─── Data rows
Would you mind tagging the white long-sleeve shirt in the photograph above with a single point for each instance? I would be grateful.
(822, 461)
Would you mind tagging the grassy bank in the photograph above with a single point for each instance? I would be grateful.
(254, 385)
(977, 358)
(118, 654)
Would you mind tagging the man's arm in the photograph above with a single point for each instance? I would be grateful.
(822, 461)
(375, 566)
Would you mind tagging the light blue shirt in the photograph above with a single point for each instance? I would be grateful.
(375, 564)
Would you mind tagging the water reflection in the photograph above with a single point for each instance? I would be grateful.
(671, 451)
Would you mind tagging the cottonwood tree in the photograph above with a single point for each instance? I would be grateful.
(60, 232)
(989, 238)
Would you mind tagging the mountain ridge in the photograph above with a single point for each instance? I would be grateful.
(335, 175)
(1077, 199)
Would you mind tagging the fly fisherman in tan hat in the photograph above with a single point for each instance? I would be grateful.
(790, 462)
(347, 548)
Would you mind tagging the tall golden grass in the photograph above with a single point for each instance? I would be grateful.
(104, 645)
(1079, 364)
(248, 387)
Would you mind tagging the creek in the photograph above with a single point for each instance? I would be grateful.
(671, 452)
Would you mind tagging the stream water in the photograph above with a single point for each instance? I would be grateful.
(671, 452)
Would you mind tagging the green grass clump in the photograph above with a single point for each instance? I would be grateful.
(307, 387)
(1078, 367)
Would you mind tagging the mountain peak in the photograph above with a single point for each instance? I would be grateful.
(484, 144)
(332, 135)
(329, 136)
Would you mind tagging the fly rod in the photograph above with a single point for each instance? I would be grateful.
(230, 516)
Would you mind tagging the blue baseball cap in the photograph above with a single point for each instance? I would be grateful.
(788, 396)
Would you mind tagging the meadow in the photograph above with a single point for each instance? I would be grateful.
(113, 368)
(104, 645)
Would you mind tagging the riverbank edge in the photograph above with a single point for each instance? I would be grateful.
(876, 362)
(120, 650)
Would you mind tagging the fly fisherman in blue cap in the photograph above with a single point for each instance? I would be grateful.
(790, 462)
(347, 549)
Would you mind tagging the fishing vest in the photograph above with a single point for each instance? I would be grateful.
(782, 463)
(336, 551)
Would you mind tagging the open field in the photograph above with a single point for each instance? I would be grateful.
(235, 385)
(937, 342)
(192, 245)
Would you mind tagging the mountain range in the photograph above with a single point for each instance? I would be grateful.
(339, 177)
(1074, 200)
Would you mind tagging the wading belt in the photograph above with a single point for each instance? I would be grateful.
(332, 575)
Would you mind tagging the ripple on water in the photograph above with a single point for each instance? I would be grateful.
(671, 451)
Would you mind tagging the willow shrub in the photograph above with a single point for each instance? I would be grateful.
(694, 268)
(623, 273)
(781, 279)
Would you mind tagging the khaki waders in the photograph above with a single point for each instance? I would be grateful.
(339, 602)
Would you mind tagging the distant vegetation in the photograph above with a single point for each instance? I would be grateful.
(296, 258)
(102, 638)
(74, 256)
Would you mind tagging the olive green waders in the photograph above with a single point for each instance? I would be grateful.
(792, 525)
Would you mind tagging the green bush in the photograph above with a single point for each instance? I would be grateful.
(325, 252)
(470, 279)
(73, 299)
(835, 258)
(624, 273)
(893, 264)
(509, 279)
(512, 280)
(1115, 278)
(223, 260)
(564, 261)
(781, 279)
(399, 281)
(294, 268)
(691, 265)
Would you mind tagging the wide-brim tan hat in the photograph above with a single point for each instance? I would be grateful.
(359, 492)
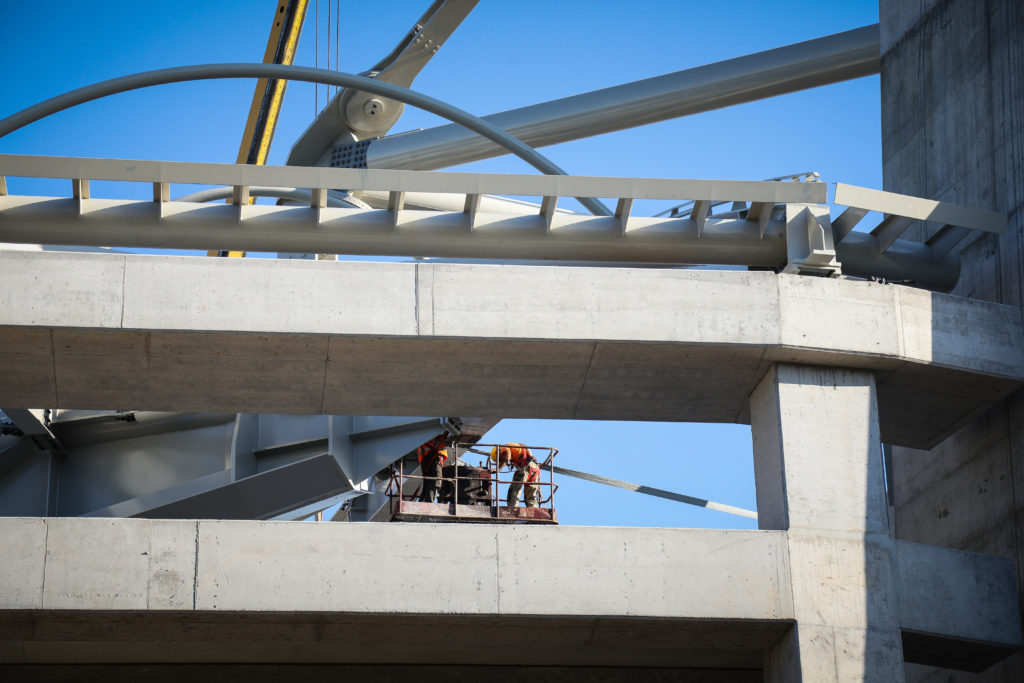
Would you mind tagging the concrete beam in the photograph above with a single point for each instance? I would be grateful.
(79, 590)
(98, 331)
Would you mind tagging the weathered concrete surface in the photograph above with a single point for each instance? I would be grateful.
(384, 673)
(193, 334)
(86, 590)
(952, 124)
(817, 464)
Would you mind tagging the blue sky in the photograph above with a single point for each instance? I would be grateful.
(506, 54)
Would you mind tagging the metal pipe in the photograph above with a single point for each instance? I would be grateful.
(829, 59)
(207, 72)
(666, 241)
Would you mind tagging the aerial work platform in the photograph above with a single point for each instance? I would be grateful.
(471, 494)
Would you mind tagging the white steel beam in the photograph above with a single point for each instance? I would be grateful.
(920, 209)
(814, 62)
(409, 181)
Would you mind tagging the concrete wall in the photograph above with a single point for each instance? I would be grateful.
(123, 591)
(952, 122)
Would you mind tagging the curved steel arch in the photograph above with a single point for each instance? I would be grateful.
(323, 76)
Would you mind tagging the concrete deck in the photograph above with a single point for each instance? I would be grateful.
(99, 331)
(81, 590)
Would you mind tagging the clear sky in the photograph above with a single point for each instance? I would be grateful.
(506, 54)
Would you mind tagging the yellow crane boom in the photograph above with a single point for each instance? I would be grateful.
(269, 93)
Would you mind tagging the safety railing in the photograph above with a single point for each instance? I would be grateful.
(473, 493)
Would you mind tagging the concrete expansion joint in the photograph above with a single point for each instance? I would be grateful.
(196, 568)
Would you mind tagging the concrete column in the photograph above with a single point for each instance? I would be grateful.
(819, 476)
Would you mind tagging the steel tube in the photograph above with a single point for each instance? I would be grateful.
(665, 241)
(207, 72)
(829, 59)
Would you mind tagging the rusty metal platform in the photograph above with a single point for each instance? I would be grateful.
(411, 511)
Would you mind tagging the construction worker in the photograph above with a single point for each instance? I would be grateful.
(527, 472)
(431, 456)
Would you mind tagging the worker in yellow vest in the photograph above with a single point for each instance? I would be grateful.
(527, 472)
(431, 456)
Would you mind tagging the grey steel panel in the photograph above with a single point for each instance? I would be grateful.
(127, 465)
(262, 496)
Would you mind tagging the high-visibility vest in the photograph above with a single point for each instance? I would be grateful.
(518, 455)
(433, 449)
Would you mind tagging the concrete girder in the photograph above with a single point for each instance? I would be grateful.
(560, 342)
(668, 589)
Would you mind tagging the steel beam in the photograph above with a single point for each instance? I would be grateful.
(807, 65)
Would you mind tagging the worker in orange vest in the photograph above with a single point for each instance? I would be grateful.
(527, 472)
(431, 456)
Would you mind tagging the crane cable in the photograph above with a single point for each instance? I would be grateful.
(269, 93)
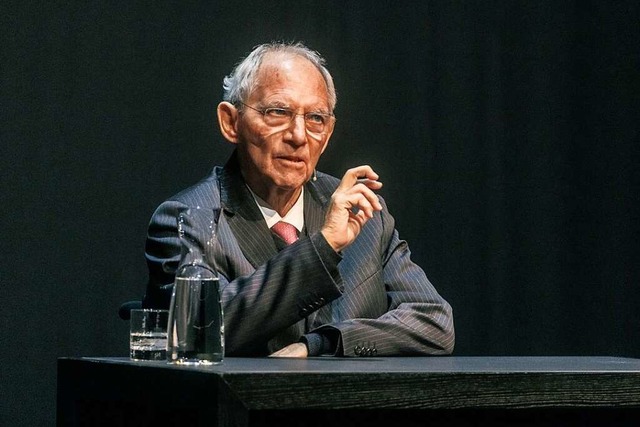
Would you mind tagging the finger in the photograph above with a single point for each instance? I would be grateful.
(369, 196)
(352, 175)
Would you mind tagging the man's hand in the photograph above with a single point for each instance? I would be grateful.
(352, 205)
(297, 349)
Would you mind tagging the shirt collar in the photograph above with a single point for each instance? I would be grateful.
(295, 216)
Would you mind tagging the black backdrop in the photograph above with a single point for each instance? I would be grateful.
(505, 133)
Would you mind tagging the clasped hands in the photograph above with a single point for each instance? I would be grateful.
(352, 205)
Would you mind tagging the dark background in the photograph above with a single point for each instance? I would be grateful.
(505, 133)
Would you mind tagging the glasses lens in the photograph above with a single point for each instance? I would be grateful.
(314, 122)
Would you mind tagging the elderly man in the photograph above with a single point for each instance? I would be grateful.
(308, 264)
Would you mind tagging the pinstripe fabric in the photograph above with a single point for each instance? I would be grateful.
(373, 294)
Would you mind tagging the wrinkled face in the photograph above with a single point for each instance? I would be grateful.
(282, 157)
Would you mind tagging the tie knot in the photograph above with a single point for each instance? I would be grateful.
(286, 231)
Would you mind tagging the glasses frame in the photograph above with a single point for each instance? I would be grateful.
(264, 111)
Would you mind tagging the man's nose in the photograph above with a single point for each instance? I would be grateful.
(298, 129)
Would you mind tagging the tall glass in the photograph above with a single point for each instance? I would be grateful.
(196, 323)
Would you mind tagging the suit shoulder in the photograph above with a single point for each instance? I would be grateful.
(205, 193)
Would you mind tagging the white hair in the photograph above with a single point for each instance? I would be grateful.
(240, 83)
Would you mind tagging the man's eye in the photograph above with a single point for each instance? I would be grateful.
(316, 118)
(277, 112)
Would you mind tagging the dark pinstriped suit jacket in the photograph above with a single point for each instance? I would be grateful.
(373, 294)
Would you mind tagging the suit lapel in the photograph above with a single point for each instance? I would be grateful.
(314, 208)
(244, 216)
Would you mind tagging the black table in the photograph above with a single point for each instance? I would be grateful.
(336, 391)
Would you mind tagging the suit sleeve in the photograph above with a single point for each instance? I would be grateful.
(418, 321)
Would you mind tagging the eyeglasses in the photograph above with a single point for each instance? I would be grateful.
(315, 122)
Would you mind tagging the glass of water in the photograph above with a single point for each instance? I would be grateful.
(148, 335)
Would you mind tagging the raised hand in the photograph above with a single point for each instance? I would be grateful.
(352, 205)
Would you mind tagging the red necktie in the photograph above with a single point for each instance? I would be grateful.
(286, 231)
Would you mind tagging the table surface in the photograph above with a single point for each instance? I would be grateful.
(453, 365)
(361, 384)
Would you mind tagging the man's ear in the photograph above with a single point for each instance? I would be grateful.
(228, 121)
(326, 142)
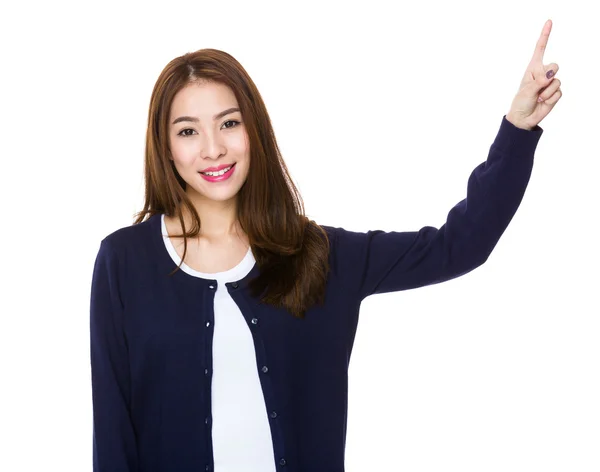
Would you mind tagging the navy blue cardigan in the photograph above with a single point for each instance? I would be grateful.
(151, 340)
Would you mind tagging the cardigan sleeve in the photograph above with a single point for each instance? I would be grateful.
(114, 443)
(378, 262)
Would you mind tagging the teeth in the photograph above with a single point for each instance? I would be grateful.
(221, 172)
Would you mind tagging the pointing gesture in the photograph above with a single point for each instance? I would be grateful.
(539, 90)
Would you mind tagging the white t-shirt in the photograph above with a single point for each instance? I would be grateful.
(241, 433)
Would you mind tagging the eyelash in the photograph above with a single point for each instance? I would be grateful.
(186, 129)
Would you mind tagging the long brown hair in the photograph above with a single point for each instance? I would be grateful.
(291, 251)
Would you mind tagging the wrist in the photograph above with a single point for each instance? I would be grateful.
(511, 119)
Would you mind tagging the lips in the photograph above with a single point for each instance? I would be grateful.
(217, 169)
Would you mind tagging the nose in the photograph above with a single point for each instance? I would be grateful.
(212, 148)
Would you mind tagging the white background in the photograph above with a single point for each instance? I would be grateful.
(382, 110)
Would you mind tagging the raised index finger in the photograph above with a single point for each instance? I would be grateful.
(540, 47)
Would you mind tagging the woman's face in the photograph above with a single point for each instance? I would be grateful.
(203, 137)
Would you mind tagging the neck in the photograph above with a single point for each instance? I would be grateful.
(218, 219)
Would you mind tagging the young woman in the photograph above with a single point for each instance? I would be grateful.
(222, 320)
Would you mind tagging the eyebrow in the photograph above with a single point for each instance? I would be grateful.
(195, 120)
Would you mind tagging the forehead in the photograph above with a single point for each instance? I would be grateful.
(203, 99)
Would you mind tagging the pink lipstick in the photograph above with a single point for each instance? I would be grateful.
(218, 178)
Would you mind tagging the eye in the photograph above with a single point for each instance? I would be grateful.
(183, 133)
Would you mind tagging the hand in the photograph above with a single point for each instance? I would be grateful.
(526, 110)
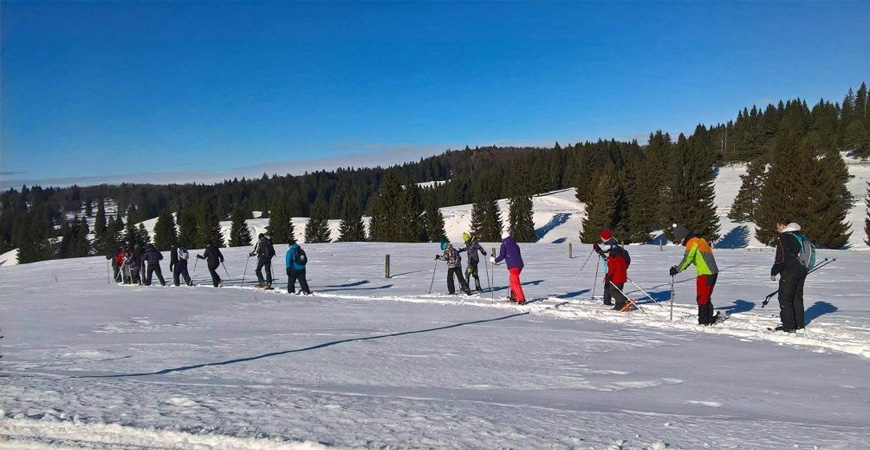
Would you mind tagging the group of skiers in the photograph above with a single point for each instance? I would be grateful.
(795, 257)
(132, 266)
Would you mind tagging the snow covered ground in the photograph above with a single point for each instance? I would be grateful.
(369, 362)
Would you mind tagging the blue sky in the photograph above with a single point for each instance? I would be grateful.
(199, 91)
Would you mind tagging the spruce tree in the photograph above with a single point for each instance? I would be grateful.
(280, 227)
(690, 187)
(208, 225)
(522, 227)
(240, 233)
(351, 228)
(187, 227)
(165, 233)
(317, 228)
(746, 203)
(601, 208)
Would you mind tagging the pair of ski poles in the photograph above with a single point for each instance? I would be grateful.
(818, 266)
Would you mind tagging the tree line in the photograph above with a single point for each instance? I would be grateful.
(634, 189)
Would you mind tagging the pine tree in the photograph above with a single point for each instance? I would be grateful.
(208, 225)
(433, 222)
(601, 208)
(240, 233)
(165, 233)
(745, 205)
(522, 227)
(187, 227)
(280, 227)
(317, 228)
(690, 187)
(351, 228)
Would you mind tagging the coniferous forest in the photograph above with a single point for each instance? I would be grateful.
(793, 153)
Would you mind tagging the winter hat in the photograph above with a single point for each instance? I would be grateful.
(680, 233)
(791, 228)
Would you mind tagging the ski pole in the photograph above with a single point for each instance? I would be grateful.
(644, 292)
(595, 280)
(576, 277)
(433, 276)
(246, 269)
(824, 263)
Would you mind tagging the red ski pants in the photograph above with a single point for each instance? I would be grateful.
(704, 285)
(516, 287)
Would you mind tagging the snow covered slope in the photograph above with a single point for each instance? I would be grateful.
(369, 362)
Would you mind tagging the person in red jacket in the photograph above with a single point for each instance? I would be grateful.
(616, 261)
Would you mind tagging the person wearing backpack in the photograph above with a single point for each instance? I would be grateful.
(214, 257)
(699, 253)
(264, 251)
(153, 257)
(294, 261)
(616, 261)
(178, 264)
(794, 258)
(454, 268)
(472, 247)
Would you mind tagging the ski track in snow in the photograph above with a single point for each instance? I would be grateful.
(368, 362)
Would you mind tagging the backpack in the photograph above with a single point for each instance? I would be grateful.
(300, 258)
(807, 254)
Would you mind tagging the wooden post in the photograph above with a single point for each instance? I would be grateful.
(387, 266)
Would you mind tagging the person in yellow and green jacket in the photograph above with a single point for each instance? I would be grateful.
(699, 253)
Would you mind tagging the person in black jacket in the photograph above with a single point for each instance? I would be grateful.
(264, 251)
(152, 257)
(792, 276)
(178, 264)
(214, 257)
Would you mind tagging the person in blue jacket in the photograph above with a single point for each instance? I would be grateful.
(295, 261)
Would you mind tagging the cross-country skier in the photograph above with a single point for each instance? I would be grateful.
(510, 253)
(295, 261)
(214, 257)
(178, 264)
(264, 251)
(472, 247)
(616, 261)
(454, 268)
(153, 257)
(699, 253)
(792, 273)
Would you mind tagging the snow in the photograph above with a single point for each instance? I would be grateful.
(369, 362)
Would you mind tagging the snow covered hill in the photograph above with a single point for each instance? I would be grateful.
(369, 362)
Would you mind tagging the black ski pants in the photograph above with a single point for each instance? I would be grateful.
(614, 291)
(154, 269)
(457, 272)
(791, 300)
(264, 261)
(215, 278)
(180, 270)
(471, 271)
(292, 276)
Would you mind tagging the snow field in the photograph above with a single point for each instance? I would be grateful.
──────
Required task
Return every line from the one holding "Would you mind tagging the person in black" through the end of the data, exactly as it appears, with both ends kept and nothing else.

Answer for this exercise
Would you mind tagging the person in black jacket in the photograph above with a single point for each instance? I would be grateful.
(264, 251)
(152, 257)
(792, 276)
(178, 264)
(214, 257)
Would you mind tagging the person in blue jacket in the photograph above with a single point for each instance? I would be grateful.
(295, 261)
Would you mind tagging the cross-country skier in the photograph above with a single point for each instance? I would be grateful.
(510, 253)
(295, 261)
(214, 257)
(178, 264)
(264, 251)
(472, 247)
(616, 261)
(454, 268)
(153, 257)
(699, 253)
(792, 273)
Would you mind tagging the snow in the photograph above with a single point for each instance? I would be grateful.
(369, 362)
Would you mind tagging the snow covered hill in the photograph above with a single point for each instance? I would be grateful.
(369, 362)
Would you mind tagging the black ski pants in the photograph above with a single point for each instance? I would be grateful.
(614, 291)
(154, 269)
(457, 272)
(791, 300)
(264, 261)
(215, 278)
(180, 270)
(471, 271)
(292, 276)
Would you mind tagging the snow field in the photograph above with a single point for each instance? I would be grateful.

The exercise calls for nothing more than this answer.